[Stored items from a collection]
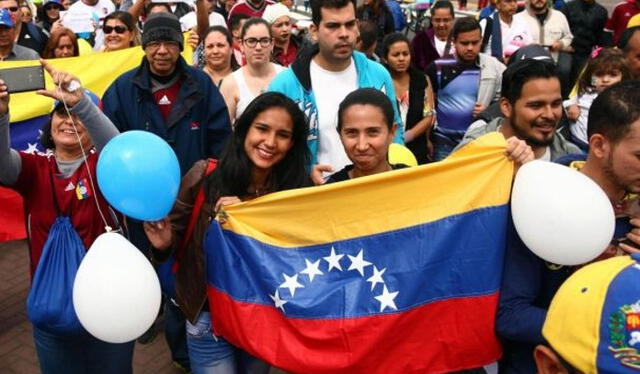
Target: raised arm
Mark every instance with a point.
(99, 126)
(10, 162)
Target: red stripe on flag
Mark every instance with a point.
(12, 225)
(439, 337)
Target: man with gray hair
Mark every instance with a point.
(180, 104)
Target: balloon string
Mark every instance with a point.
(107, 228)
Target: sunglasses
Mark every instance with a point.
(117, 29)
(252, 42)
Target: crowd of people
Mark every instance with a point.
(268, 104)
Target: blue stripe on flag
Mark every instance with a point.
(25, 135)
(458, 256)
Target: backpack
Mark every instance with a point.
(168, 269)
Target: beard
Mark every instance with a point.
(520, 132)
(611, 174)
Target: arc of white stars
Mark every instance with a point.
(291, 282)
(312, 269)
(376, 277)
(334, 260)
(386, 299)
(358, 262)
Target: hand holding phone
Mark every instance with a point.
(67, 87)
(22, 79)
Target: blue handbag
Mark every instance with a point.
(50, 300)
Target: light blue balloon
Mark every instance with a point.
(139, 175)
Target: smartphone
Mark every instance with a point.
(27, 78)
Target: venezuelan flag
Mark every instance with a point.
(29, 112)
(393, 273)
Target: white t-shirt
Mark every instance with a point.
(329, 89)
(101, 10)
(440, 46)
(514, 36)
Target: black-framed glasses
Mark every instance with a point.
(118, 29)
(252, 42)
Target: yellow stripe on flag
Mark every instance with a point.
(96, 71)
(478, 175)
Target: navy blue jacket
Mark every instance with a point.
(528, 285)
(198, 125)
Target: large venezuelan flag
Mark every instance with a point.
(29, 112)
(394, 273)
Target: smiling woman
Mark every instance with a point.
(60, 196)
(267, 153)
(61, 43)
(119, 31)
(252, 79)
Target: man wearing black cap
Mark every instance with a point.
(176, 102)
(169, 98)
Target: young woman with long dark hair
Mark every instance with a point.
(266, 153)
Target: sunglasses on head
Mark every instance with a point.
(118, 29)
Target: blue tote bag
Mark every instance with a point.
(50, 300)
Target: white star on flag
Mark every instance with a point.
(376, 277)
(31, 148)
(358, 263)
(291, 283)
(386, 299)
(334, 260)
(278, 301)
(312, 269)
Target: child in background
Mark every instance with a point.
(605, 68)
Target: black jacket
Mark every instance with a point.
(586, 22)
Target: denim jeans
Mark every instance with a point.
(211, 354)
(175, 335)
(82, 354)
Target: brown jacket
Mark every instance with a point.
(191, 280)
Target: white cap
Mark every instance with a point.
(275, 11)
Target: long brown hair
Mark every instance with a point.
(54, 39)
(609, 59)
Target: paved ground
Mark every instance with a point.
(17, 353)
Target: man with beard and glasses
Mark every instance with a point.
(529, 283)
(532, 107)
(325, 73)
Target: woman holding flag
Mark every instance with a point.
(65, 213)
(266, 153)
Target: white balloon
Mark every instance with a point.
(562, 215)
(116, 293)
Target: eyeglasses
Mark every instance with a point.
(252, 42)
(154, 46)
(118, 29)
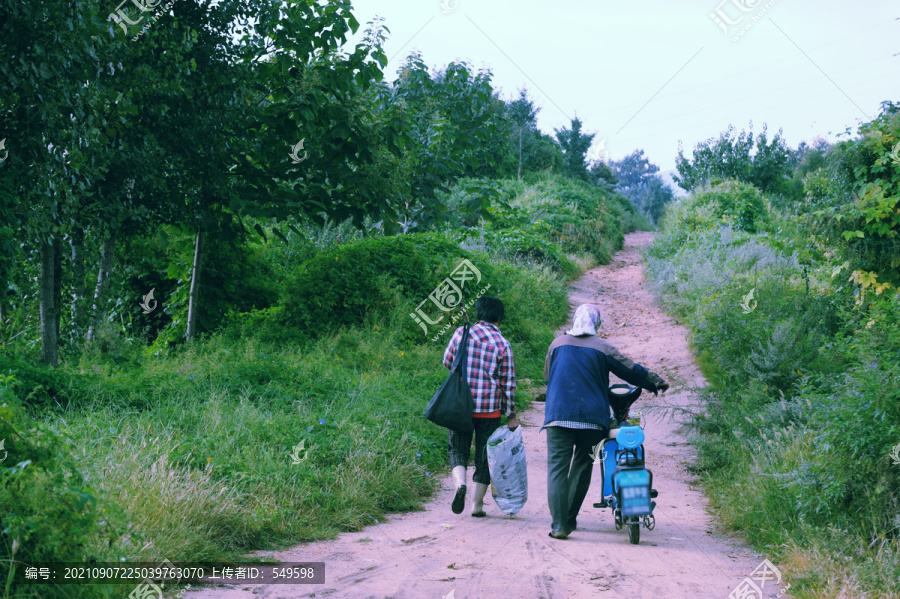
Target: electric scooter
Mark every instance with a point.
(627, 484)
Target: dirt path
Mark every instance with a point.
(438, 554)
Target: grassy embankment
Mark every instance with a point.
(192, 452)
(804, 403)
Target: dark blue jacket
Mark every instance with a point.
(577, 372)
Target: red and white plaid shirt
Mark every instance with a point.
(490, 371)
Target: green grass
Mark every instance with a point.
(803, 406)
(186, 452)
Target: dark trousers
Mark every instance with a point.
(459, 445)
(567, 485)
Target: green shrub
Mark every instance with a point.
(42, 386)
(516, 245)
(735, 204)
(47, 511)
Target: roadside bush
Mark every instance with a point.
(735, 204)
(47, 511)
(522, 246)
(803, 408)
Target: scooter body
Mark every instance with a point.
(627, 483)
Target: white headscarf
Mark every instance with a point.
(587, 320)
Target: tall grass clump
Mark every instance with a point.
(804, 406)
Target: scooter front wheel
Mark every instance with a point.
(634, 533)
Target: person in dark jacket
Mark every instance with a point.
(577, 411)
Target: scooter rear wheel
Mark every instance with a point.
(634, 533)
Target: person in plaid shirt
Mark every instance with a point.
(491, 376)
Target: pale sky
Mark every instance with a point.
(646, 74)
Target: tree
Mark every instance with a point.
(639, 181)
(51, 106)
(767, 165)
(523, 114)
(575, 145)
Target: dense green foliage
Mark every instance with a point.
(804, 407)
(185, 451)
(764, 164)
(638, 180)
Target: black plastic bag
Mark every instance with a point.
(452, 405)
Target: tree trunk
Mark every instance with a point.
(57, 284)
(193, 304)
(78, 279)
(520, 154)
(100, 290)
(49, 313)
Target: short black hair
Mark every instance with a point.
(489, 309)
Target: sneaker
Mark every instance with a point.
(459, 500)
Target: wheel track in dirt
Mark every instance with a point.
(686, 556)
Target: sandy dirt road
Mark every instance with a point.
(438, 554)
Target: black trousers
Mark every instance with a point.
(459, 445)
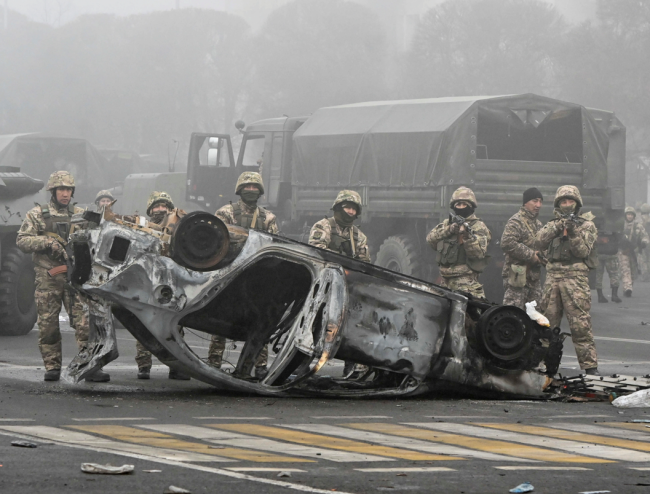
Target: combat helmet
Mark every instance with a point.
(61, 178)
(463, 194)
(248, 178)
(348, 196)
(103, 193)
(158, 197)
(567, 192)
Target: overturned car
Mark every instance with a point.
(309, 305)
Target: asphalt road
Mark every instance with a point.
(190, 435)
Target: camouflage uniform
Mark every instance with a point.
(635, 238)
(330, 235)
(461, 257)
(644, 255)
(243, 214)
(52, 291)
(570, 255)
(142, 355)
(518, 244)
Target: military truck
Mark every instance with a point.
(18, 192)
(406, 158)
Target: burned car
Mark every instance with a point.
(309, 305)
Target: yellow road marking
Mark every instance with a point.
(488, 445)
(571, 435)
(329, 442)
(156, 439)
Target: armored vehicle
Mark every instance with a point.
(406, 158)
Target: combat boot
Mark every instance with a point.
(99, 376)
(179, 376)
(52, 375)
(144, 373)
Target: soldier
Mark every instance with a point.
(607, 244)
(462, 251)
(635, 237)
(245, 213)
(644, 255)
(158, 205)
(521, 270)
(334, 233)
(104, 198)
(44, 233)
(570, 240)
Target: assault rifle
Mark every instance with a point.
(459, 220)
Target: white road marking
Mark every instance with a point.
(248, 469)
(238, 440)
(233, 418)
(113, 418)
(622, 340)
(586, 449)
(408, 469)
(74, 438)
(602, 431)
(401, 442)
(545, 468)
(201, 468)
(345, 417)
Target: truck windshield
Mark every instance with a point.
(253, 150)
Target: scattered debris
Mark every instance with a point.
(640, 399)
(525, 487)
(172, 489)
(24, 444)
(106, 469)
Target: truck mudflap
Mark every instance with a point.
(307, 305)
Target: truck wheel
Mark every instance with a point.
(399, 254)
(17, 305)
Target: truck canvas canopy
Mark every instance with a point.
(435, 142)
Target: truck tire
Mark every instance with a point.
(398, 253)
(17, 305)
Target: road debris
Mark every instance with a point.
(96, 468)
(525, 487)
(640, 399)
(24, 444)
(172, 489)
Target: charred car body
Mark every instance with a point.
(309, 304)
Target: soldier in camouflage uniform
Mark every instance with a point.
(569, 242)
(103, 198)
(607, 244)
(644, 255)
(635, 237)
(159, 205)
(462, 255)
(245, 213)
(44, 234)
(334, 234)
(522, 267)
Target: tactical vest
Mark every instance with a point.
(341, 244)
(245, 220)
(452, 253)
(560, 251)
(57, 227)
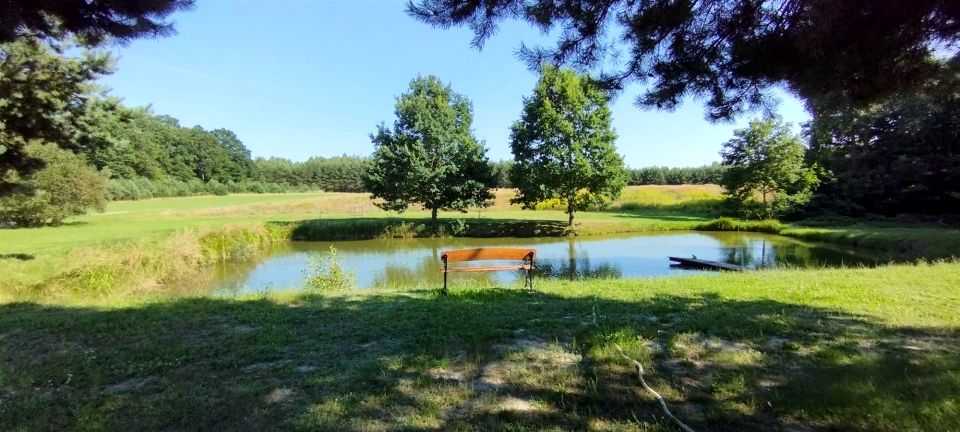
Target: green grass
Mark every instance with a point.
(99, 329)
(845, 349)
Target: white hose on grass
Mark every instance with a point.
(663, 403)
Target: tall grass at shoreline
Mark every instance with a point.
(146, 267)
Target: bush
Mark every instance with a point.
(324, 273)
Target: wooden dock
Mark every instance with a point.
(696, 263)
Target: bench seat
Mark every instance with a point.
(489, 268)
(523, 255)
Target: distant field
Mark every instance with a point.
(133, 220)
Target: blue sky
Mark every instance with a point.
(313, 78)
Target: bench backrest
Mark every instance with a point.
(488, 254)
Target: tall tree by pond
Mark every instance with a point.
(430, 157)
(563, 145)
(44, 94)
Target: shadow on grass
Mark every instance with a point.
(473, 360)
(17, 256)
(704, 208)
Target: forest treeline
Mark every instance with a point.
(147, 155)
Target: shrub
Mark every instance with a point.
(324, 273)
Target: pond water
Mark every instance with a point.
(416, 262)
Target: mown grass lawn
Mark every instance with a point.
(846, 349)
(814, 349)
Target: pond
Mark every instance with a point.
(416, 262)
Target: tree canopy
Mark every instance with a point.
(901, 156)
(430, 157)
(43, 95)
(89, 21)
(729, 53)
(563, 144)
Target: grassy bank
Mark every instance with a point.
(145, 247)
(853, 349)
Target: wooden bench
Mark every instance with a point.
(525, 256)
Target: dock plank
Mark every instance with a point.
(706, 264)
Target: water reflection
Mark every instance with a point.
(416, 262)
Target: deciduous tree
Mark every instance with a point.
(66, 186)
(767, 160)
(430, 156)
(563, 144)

**ABOUT THIS TASK**
Above are the entries; copy out every line among them that contains the word "pond".

**SOLUTION TO THIS PROBLEM**
Target: tall tree by pond
Target: pond water
Target: pond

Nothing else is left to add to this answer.